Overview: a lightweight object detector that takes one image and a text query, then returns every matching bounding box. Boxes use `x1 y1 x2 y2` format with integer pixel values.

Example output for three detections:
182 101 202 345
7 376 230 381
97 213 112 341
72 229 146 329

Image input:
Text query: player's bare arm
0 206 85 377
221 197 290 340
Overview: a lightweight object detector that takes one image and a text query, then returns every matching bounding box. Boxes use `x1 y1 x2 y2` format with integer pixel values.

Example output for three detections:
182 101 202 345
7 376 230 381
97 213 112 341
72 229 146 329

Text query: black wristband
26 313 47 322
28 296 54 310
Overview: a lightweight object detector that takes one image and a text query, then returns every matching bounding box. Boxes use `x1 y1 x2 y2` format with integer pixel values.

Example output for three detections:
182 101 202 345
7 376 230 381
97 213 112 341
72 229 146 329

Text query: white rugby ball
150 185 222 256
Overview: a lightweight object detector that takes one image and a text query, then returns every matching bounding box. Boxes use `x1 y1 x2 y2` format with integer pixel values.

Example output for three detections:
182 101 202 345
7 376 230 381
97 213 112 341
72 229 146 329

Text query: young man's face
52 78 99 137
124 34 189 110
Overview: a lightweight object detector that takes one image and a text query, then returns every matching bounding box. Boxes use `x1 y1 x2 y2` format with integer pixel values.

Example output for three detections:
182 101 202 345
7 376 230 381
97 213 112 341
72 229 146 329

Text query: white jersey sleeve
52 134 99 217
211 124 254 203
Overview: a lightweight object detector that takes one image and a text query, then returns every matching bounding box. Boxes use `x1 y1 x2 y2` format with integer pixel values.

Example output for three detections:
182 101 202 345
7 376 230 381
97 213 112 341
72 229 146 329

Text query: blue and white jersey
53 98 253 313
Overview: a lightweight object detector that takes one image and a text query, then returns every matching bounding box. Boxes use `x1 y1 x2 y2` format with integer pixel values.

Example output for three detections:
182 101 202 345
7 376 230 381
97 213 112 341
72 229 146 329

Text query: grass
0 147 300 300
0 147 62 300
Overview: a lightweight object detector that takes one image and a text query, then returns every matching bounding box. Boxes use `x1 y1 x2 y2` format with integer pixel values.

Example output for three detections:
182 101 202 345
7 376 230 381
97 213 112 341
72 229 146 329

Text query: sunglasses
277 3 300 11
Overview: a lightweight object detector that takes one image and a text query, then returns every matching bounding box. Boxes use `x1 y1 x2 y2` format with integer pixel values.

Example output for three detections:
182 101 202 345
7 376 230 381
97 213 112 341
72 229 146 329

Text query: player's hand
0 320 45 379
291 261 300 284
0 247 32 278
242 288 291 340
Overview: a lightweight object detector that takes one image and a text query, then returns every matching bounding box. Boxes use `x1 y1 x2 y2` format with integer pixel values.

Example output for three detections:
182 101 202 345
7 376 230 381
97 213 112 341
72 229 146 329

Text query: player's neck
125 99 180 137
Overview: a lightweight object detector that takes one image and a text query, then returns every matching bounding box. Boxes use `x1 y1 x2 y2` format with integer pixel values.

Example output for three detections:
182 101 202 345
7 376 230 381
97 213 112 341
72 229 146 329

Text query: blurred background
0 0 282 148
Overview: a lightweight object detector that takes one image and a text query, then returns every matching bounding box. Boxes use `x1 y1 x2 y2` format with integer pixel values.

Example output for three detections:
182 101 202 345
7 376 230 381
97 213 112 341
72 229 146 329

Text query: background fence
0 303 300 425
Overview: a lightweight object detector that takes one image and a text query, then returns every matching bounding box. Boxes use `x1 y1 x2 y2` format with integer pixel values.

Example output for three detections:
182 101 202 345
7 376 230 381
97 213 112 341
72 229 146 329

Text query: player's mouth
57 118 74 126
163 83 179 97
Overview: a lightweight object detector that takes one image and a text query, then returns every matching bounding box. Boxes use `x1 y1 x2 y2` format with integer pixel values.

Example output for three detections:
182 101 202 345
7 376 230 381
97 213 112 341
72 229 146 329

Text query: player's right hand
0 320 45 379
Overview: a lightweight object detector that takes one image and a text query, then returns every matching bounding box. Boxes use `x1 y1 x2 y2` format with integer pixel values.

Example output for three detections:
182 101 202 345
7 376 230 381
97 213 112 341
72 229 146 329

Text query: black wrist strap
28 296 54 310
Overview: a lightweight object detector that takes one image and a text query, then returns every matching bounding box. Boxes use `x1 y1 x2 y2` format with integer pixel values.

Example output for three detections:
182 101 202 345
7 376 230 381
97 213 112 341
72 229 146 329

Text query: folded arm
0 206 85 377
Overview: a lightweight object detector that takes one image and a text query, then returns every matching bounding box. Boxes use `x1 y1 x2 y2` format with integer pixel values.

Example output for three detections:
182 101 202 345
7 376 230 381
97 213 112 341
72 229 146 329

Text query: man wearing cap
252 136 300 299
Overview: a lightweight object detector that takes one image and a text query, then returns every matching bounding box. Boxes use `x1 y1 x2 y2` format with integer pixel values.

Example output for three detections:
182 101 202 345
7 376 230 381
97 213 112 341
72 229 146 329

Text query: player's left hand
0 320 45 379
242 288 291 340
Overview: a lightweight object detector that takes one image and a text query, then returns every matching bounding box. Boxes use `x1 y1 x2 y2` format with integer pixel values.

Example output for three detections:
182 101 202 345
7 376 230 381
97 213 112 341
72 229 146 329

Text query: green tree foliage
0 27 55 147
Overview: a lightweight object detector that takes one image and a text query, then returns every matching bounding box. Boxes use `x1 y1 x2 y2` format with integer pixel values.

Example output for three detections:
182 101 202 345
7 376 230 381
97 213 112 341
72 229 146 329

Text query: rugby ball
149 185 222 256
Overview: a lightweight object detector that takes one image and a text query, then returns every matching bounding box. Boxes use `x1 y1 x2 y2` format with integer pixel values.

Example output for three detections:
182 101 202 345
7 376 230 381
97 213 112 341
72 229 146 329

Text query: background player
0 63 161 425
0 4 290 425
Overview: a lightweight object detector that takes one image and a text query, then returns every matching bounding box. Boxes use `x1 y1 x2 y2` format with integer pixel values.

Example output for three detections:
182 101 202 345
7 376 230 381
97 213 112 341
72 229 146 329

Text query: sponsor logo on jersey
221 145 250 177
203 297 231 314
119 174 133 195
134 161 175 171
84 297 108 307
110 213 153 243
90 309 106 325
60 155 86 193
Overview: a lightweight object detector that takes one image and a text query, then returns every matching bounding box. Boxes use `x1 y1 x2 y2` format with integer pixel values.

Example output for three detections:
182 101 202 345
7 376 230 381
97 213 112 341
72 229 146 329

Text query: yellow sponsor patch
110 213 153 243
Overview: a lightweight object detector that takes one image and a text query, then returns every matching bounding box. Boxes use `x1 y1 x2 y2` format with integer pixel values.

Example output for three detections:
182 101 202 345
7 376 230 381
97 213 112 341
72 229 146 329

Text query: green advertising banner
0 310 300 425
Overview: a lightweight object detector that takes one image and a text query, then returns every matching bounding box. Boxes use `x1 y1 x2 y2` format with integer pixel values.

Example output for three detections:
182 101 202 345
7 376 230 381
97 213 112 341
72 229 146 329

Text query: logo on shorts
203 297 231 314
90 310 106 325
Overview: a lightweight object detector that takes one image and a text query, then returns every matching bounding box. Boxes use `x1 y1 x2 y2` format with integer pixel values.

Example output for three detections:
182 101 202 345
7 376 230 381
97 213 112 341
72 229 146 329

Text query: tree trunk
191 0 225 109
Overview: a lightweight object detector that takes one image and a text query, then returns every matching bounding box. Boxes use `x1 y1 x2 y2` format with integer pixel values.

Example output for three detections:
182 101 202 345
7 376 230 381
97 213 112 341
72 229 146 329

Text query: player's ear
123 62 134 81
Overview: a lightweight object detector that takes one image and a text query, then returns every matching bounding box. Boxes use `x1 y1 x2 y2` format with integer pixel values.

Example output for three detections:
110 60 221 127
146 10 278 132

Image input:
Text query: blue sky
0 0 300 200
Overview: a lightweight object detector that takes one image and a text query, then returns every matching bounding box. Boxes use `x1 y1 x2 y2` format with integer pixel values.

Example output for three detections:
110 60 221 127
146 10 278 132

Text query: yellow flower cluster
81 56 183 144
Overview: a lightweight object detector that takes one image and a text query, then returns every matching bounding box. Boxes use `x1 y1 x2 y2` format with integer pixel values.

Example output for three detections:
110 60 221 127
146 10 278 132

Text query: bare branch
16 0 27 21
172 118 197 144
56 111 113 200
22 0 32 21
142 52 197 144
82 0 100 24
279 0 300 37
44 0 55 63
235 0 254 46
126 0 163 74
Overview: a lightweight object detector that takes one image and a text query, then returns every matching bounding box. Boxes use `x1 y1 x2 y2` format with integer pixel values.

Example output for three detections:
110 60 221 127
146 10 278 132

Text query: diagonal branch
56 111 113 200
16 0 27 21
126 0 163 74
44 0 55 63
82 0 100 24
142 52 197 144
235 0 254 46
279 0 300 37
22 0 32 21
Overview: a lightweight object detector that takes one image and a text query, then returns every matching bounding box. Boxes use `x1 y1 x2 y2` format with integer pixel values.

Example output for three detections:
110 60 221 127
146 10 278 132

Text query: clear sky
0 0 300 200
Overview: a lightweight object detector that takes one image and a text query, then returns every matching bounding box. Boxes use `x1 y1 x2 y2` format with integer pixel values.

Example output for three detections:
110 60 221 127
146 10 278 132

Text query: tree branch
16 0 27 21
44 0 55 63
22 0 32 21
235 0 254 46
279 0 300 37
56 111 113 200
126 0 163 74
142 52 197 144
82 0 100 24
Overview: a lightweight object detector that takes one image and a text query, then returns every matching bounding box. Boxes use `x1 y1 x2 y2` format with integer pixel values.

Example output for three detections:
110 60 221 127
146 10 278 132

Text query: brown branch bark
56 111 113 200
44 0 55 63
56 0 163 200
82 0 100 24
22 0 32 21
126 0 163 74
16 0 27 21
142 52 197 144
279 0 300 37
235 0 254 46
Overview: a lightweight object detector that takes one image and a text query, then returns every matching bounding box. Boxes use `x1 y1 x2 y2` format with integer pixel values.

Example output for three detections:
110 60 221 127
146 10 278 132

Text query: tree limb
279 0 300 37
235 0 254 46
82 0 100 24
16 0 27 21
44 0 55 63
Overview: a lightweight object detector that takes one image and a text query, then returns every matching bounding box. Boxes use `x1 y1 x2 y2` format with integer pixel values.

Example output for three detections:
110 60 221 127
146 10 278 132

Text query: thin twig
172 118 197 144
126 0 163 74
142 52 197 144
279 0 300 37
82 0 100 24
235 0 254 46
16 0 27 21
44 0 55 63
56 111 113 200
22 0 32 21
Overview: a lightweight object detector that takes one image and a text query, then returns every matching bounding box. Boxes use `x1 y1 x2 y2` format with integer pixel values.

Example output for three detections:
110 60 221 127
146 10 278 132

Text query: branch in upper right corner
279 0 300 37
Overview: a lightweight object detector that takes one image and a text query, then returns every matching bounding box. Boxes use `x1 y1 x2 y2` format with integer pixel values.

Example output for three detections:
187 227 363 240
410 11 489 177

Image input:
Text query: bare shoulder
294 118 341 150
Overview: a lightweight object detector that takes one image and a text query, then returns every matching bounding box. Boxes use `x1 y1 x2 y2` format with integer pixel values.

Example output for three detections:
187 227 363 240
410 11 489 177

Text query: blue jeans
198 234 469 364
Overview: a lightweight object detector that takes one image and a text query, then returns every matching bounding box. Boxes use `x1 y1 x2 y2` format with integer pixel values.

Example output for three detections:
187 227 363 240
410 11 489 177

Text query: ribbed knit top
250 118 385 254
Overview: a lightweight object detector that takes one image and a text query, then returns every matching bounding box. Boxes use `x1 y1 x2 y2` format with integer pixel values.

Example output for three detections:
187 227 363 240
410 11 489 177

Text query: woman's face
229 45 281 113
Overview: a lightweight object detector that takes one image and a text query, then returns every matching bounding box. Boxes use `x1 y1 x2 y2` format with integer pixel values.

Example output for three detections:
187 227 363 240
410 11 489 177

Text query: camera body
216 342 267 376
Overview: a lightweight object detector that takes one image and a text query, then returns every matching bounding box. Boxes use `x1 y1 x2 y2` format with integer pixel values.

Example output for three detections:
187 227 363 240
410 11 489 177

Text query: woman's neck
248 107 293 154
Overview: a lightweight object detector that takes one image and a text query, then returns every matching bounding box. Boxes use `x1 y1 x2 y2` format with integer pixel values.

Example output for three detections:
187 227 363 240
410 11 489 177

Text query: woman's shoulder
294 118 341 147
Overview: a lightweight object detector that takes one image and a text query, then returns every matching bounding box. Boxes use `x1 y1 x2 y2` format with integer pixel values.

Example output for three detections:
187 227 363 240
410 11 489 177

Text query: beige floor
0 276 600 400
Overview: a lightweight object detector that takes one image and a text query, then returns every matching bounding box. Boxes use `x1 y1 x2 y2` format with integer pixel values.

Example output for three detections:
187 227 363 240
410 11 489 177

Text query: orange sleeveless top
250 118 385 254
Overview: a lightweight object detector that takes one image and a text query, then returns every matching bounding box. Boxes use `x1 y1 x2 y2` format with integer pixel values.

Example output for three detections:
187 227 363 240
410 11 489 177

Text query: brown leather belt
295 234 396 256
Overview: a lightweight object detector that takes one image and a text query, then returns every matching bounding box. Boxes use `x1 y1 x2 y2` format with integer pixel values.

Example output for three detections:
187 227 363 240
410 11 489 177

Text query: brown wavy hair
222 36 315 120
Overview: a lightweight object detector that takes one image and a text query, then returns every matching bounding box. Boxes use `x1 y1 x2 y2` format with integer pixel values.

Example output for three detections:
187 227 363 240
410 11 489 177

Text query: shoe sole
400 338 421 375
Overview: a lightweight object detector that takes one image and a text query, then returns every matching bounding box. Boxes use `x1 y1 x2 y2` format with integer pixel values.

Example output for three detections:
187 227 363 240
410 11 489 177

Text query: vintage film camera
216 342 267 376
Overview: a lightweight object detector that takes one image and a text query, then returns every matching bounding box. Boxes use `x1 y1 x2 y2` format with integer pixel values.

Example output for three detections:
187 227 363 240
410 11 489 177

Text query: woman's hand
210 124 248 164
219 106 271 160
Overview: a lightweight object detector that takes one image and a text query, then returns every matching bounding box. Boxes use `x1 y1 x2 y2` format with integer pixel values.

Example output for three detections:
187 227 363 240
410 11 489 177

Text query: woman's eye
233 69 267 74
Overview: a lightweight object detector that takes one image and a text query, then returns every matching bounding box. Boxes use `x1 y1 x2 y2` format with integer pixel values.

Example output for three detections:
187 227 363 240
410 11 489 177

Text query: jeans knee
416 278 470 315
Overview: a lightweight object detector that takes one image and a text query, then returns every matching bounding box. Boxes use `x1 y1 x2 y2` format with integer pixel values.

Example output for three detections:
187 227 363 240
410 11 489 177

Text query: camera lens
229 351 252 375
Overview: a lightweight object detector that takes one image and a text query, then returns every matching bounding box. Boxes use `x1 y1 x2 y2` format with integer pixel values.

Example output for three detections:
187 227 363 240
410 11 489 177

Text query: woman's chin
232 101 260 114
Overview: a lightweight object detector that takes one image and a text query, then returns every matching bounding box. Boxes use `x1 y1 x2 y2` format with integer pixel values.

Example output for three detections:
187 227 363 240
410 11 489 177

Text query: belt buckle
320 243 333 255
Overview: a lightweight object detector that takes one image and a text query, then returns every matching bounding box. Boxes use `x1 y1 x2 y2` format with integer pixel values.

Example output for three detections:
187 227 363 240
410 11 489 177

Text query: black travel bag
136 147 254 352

◇ ◇ ◇

§ GOAL: Locate each line above that contains the word "rugby", and copy every such line.

§ RIGHT ANSWER:
Text query: white rugby ball
Text query: rugby ball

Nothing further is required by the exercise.